**WORK ORDER 1**. Reproduce the portion of the event listing between "Tuesday, September 17" and "and political problems.", inclusive.
**WORK ORDER 2**. According to the event listing, what award did the book Lazaretto win?
**WORK ORDER 3**. Decide whether each statement agrees with the event listing, answering yes or no and quoting the words that settle it: (a) The book signing and reception will take place before the program. (b) Book sales are arranged through Head House Books. (c) Lazaretto was published in 2021.

**READING TEXT**.
+ + +
Event – Detail Past

event
Speaker Series

Tuesday, September 17 at 6:00 PM

Philadelphia's Lazaretto
David Barnes

Dr. David Barnes returns to the Athenæum to share some key insights and read short excerpts from his 2023 book, Lazaretto, winner of the Athenaeum Literary Award for nonfiction. While quarantine as practiced in the nineteenth century was a blunt instrument and brought with it many drawbacks that would not be tolerated today, the stories that Philadelphia’s Lazaretto contains have much to teach us, including about what effective public health leadership looks like. (It also shows us what spectacularly ineffective public health leadership looks like.)  Barnes will also reflect on his experiences working toward the preservation of the Lazaretto historic site and on what saving and interpreting the traces of the past around us today can do to help us deal with seemingly intractable social and political problems.

Book signing and reception will follow the program. Book sales arranged through Head House Books.
+ + +
**RECORD EXTRACTS**.
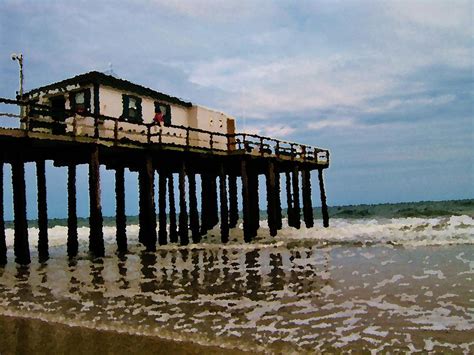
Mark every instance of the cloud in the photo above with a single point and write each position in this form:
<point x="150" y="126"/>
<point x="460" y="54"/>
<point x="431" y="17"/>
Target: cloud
<point x="331" y="123"/>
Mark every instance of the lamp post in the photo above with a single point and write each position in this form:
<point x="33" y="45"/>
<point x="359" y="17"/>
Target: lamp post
<point x="19" y="58"/>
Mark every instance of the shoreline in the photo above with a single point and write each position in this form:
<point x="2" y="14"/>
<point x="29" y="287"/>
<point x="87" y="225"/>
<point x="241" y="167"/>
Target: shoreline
<point x="26" y="335"/>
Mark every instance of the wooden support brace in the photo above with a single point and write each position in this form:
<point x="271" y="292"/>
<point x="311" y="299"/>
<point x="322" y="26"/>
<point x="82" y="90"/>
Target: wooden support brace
<point x="3" y="244"/>
<point x="183" y="213"/>
<point x="43" y="252"/>
<point x="120" y="217"/>
<point x="278" y="199"/>
<point x="162" y="234"/>
<point x="224" y="207"/>
<point x="21" y="244"/>
<point x="193" y="211"/>
<point x="72" y="241"/>
<point x="271" y="198"/>
<point x="324" y="207"/>
<point x="173" y="226"/>
<point x="233" y="202"/>
<point x="289" y="199"/>
<point x="96" y="236"/>
<point x="149" y="211"/>
<point x="307" y="201"/>
<point x="296" y="198"/>
<point x="246" y="201"/>
<point x="254" y="199"/>
<point x="214" y="211"/>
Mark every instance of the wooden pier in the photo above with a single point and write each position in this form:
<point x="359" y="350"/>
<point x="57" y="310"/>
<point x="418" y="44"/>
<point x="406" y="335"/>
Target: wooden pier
<point x="244" y="156"/>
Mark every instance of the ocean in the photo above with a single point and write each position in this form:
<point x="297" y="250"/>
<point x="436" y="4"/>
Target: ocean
<point x="381" y="278"/>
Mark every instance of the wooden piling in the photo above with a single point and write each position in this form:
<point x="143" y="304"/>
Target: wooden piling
<point x="289" y="199"/>
<point x="43" y="252"/>
<point x="213" y="206"/>
<point x="271" y="198"/>
<point x="96" y="236"/>
<point x="193" y="211"/>
<point x="21" y="244"/>
<point x="254" y="206"/>
<point x="324" y="207"/>
<point x="148" y="208"/>
<point x="233" y="202"/>
<point x="245" y="201"/>
<point x="278" y="199"/>
<point x="204" y="203"/>
<point x="3" y="244"/>
<point x="141" y="205"/>
<point x="183" y="213"/>
<point x="307" y="201"/>
<point x="224" y="206"/>
<point x="296" y="198"/>
<point x="173" y="226"/>
<point x="72" y="241"/>
<point x="120" y="216"/>
<point x="162" y="234"/>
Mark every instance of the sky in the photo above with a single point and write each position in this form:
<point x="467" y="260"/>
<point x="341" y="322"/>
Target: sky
<point x="386" y="86"/>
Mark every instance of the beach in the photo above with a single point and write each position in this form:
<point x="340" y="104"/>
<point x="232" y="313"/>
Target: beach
<point x="364" y="284"/>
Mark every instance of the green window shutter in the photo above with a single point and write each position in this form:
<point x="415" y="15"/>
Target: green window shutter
<point x="87" y="99"/>
<point x="125" y="102"/>
<point x="139" y="110"/>
<point x="168" y="116"/>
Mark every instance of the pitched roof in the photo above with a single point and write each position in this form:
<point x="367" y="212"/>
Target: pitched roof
<point x="95" y="77"/>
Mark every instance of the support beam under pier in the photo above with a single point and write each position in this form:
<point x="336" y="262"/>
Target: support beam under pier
<point x="162" y="234"/>
<point x="3" y="244"/>
<point x="183" y="213"/>
<point x="173" y="227"/>
<point x="271" y="198"/>
<point x="296" y="198"/>
<point x="21" y="244"/>
<point x="72" y="242"/>
<point x="289" y="199"/>
<point x="96" y="236"/>
<point x="245" y="201"/>
<point x="120" y="217"/>
<point x="278" y="199"/>
<point x="233" y="202"/>
<point x="307" y="200"/>
<point x="224" y="206"/>
<point x="43" y="252"/>
<point x="148" y="221"/>
<point x="324" y="207"/>
<point x="193" y="211"/>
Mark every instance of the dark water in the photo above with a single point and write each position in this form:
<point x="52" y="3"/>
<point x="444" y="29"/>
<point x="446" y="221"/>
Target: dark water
<point x="364" y="284"/>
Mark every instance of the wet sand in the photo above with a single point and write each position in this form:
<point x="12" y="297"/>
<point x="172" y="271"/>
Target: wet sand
<point x="31" y="336"/>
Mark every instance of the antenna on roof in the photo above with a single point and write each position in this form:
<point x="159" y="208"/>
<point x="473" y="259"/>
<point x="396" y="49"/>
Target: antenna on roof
<point x="110" y="71"/>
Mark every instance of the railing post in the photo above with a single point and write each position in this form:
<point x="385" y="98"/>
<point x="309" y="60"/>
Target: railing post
<point x="187" y="138"/>
<point x="116" y="131"/>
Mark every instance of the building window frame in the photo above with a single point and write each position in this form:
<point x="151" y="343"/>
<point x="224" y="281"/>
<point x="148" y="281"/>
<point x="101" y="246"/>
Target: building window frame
<point x="159" y="106"/>
<point x="131" y="102"/>
<point x="84" y="107"/>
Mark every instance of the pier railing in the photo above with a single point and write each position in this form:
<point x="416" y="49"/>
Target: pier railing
<point x="48" y="120"/>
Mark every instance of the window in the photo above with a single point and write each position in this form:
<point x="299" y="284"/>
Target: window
<point x="132" y="109"/>
<point x="162" y="113"/>
<point x="81" y="101"/>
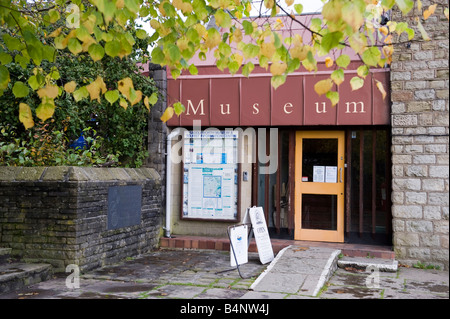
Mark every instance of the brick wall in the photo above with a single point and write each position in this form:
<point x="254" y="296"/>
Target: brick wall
<point x="420" y="143"/>
<point x="59" y="215"/>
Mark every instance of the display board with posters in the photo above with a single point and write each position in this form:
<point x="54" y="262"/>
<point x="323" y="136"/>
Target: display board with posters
<point x="210" y="175"/>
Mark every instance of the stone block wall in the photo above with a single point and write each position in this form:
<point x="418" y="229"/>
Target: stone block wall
<point x="59" y="215"/>
<point x="420" y="142"/>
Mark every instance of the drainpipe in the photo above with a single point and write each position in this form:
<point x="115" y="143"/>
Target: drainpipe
<point x="170" y="137"/>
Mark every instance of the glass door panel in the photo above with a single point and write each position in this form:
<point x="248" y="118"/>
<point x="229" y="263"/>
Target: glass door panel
<point x="319" y="186"/>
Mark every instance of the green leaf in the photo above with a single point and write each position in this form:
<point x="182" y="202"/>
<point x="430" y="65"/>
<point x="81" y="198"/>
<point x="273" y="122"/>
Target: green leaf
<point x="112" y="48"/>
<point x="141" y="34"/>
<point x="12" y="43"/>
<point x="233" y="67"/>
<point x="331" y="40"/>
<point x="333" y="97"/>
<point x="45" y="110"/>
<point x="4" y="77"/>
<point x="36" y="81"/>
<point x="356" y="83"/>
<point x="248" y="27"/>
<point x="112" y="96"/>
<point x="20" y="89"/>
<point x="80" y="94"/>
<point x="53" y="15"/>
<point x="225" y="49"/>
<point x="277" y="80"/>
<point x="96" y="52"/>
<point x="153" y="99"/>
<point x="5" y="58"/>
<point x="362" y="71"/>
<point x="387" y="4"/>
<point x="371" y="56"/>
<point x="74" y="46"/>
<point x="174" y="53"/>
<point x="35" y="52"/>
<point x="405" y="5"/>
<point x="193" y="69"/>
<point x="178" y="108"/>
<point x="247" y="69"/>
<point x="298" y="8"/>
<point x="410" y="33"/>
<point x="343" y="61"/>
<point x="337" y="76"/>
<point x="223" y="19"/>
<point x="22" y="61"/>
<point x="157" y="55"/>
<point x="250" y="51"/>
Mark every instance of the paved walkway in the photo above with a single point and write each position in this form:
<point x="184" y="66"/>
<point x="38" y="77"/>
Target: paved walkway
<point x="297" y="273"/>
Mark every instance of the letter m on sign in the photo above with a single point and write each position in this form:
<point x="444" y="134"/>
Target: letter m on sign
<point x="195" y="110"/>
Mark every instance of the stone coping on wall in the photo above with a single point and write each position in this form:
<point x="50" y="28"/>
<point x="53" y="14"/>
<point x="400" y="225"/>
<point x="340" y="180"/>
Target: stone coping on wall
<point x="77" y="174"/>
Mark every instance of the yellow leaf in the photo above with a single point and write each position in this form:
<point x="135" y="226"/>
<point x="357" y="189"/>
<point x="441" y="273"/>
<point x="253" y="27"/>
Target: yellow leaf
<point x="50" y="91"/>
<point x="384" y="30"/>
<point x="278" y="68"/>
<point x="168" y="113"/>
<point x="123" y="103"/>
<point x="329" y="62"/>
<point x="429" y="11"/>
<point x="124" y="87"/>
<point x="146" y="103"/>
<point x="268" y="49"/>
<point x="238" y="58"/>
<point x="25" y="116"/>
<point x="380" y="88"/>
<point x="138" y="97"/>
<point x="237" y="35"/>
<point x="95" y="88"/>
<point x="55" y="33"/>
<point x="70" y="87"/>
<point x="46" y="109"/>
<point x="323" y="86"/>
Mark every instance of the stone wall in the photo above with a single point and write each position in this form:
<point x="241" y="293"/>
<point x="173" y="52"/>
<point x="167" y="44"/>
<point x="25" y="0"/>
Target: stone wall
<point x="420" y="142"/>
<point x="63" y="215"/>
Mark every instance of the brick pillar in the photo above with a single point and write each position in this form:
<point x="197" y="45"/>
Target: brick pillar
<point x="157" y="130"/>
<point x="420" y="142"/>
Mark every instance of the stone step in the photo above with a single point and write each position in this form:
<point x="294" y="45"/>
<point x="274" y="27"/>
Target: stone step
<point x="361" y="263"/>
<point x="15" y="276"/>
<point x="4" y="255"/>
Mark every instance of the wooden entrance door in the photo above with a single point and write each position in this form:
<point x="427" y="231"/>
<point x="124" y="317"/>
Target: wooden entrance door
<point x="319" y="186"/>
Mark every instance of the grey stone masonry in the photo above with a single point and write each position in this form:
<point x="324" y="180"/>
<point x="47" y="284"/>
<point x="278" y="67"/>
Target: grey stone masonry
<point x="420" y="141"/>
<point x="59" y="215"/>
<point x="156" y="128"/>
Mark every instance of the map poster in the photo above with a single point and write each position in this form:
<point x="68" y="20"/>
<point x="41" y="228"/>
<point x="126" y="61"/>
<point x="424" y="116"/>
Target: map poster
<point x="210" y="176"/>
<point x="239" y="245"/>
<point x="261" y="234"/>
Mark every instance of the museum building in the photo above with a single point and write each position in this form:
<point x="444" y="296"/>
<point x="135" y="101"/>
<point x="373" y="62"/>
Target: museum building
<point x="342" y="173"/>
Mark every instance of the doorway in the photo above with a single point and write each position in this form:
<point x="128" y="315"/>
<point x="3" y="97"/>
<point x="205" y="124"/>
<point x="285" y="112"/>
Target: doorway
<point x="319" y="186"/>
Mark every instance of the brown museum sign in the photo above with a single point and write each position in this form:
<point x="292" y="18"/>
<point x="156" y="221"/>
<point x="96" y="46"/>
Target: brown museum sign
<point x="225" y="100"/>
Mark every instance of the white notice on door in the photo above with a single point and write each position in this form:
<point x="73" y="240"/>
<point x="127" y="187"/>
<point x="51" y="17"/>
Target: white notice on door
<point x="261" y="234"/>
<point x="318" y="174"/>
<point x="239" y="240"/>
<point x="330" y="174"/>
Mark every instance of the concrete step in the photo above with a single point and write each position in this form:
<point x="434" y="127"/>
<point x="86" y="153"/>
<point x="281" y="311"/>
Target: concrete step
<point x="362" y="263"/>
<point x="4" y="255"/>
<point x="15" y="276"/>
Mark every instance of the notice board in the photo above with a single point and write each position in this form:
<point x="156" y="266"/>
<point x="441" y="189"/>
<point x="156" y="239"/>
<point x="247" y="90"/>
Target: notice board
<point x="210" y="175"/>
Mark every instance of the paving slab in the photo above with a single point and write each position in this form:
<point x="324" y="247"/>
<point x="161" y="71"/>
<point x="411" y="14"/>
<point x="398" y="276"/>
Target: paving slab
<point x="387" y="265"/>
<point x="298" y="269"/>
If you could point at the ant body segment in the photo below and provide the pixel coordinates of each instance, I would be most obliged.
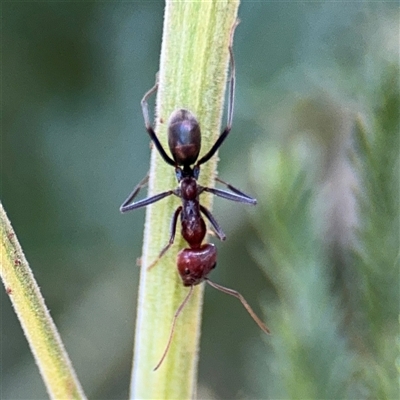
+ + +
**EXERCISE ANSWER 1**.
Tuesday, September 17 at 6:00 PM

Philadelphia's Lazaretto
David Barnes

Dr. David Barnes returns to the Athenæum to share some key insights and read short excerpts from his 2023 book, Lazaretto, winner of the Athenaeum Literary Award for nonfiction. While quarantine as practiced in the nineteenth century was a blunt instrument and brought with it many drawbacks that would not be tolerated today, the stories that Philadelphia’s Lazaretto contains have much to teach us, including about what effective public health leadership looks like. (It also shows us what spectacularly ineffective public health leadership looks like.)  Barnes will also reflect on his experiences working toward the preservation of the Lazaretto historic site and on what saving and interpreting the traces of the past around us today can do to help us deal with seemingly intractable social and political problems.

**EXERCISE ANSWER 2**. The Athenaeum Literary Award for nonfiction.

**EXERCISE ANSWER 3**.
(a) No: "Book signing and reception will follow the program."
(b) Yes: "Book sales arranged through Head House Books."
(c) No: "his 2023 book, Lazaretto"